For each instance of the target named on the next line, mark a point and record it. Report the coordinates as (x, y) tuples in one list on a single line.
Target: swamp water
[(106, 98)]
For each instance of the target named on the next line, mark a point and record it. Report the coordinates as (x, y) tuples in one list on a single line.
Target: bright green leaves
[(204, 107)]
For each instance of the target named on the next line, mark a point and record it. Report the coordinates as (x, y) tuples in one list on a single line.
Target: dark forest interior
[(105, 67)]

+ + + + +

TASK DESCRIPTION —
Your reply must be a faithful copy of each entry above.

SOLUTION TO THIS PROBLEM —
For each instance of the target named on the next line, mark a point and record it. Report the coordinates as (x, y) tuples in one list on a single line.
Target: swamp water
[(106, 98)]
For each instance of the target named on the next line, mark a point and record it. Report the coordinates as (x, y) tuples in one list on a single line.
Target: bright green leaves
[(204, 107)]
For each instance of the target named on the next line, mark a point and record it. Report the coordinates as (x, y) tuples in one list on a single line.
Target: dark forest interior
[(105, 67)]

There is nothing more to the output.